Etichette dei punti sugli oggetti

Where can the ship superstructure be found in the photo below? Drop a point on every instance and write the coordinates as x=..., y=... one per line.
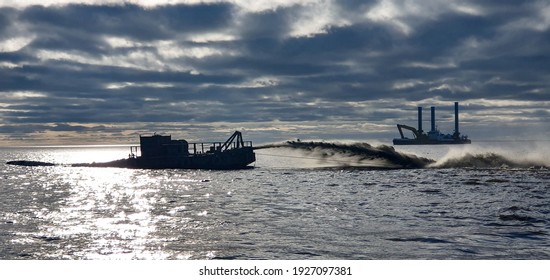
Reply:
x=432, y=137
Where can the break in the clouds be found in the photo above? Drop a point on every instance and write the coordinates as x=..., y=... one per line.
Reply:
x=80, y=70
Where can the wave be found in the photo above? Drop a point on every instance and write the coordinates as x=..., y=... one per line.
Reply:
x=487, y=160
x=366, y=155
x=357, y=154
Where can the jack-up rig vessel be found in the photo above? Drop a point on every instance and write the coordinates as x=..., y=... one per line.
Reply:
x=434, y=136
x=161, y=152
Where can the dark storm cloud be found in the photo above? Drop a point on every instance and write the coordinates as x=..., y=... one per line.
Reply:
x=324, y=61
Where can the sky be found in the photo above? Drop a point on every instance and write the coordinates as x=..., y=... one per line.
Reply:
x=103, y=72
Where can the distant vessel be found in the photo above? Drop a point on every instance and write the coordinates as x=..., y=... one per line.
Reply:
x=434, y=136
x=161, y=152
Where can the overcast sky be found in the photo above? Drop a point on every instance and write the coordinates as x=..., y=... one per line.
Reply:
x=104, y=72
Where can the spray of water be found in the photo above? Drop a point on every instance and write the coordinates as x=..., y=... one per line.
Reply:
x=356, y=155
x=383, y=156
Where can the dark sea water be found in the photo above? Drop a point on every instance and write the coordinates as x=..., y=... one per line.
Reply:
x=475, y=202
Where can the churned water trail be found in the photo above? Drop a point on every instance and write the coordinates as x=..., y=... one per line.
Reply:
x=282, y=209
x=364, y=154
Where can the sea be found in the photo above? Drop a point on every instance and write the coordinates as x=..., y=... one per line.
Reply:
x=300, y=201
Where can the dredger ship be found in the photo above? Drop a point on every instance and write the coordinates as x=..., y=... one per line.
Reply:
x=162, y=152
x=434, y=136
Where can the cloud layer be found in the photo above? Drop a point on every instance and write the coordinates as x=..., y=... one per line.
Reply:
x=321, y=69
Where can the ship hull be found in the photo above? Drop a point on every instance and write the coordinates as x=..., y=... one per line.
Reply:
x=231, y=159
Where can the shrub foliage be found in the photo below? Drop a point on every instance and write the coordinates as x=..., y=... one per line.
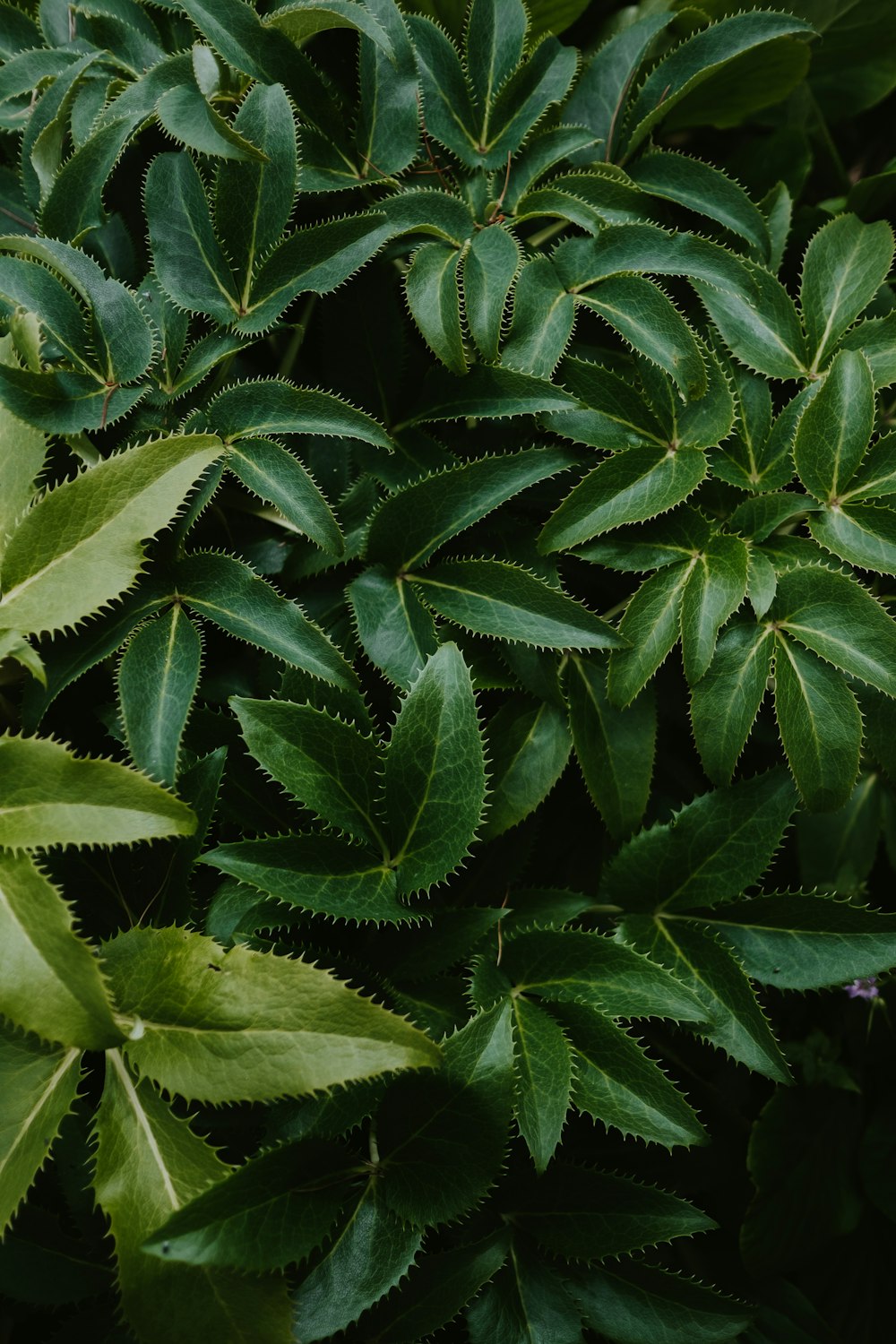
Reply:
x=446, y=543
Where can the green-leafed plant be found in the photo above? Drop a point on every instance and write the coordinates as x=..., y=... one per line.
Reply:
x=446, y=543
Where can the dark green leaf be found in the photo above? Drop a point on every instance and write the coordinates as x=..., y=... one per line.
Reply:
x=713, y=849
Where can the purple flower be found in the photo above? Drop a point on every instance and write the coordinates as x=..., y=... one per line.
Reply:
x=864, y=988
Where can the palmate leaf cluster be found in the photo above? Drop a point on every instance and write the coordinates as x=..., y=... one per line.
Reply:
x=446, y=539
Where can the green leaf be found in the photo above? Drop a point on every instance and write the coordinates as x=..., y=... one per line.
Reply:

▶ TESTO DEL PROBLEMA:
Riscrivi tutte le voci qui sopra sostituendo "photo" con "image" e lasciando invariato tutto il resto. Non includere le immagini nella risposta.

▶ RISULTATO:
Where can the ship superstructure be found in the image below? Drop a point on every instance and write the coordinates as x=..., y=... one per line.
Reply:
x=432, y=137
Where can the break in the clouds be found in the image above? Drop a point on every instance and write the coordinates as x=..., y=... one per line.
Reply:
x=80, y=70
Where can the wave be found in the image above? Drop a point on every instance and write the coordinates as x=..., y=... one per line.
Reply:
x=487, y=160
x=366, y=155
x=357, y=154
Where can the jack-up rig vessel be found in the image above? Drop a point on every instance and write the coordinates as x=..., y=... one per line.
Reply:
x=434, y=136
x=161, y=152
Where can the dark storm cloud be found in the image above? Drop a point on every instance and write the coordinates as x=..., y=... one per line.
Reply:
x=324, y=61
Where can the sky be found in the image above? Drop a point on every instance and write the coordinates as x=..., y=... one per line.
Reply:
x=103, y=72
Where can the distant vessel be found in the image above? Drop a point on every instance and write the coordinates as x=..., y=... one per line.
Reply:
x=434, y=136
x=161, y=152
Where can the overcast sky be found in the image above? Drop a point on every instance and write the coordinates as x=..., y=... one per line.
Reply:
x=104, y=72
Where can the spray of water be found in the image above? Drop a point on every instance and write the coordinates as x=..., y=... one per line.
Reply:
x=356, y=155
x=383, y=156
Where can the dark sea water be found in the image above? Drop a point on every instance and write the coordinates as x=..., y=... one per line.
Reply:
x=475, y=202
Where can the churned water trail be found in the image above? Drop a point on every instance and write the coordinates as x=..., y=... one per line.
Reply:
x=282, y=209
x=364, y=154
Where can the sea be found in the image above? Drop a point on every instance and write the coordinates as x=..., y=... one per line.
Reply:
x=300, y=201
Where can the dredger ship be found in the image above? Drop a point on every instance and write the coordinates as x=..., y=... one per line.
Reply:
x=162, y=152
x=434, y=136
Where can the cloud layer be found in the image above? Drop a point on every instance and write the coordinates as x=..., y=... one per line.
Reply:
x=321, y=69
Where can the ship hull be found in the image above? Drop a point on every instance and write the coordinates as x=..., y=... one per line.
Reply:
x=231, y=159
Where can the shrub foliage be found in the image below? Drop a point on every instance and write the coordinates as x=..., y=... one per line.
Reply:
x=446, y=543
Where can the green-leafed plant be found in the image above? Drop a point on every instance and write the coordinates as x=..., y=... one per line.
Reply:
x=446, y=543
Where can the dark green leaf be found in the image above? Drop a point on every instance and write the coordinates as x=..., y=... one per line.
Reply:
x=713, y=849
Where can the purple flower be found in the image above? Drop a point on every instance and write the coordinates as x=..., y=... one per line.
Reply:
x=864, y=988
Where can the palmate leaf cluster be found in the image above? Drop a point on every instance and write the coordinates as x=..., y=... one per line.
Reply:
x=446, y=539
Where can the green leaf be found in the image above? Drop a point on every instance and write the coordinates as x=..., y=... one per line.
Reply:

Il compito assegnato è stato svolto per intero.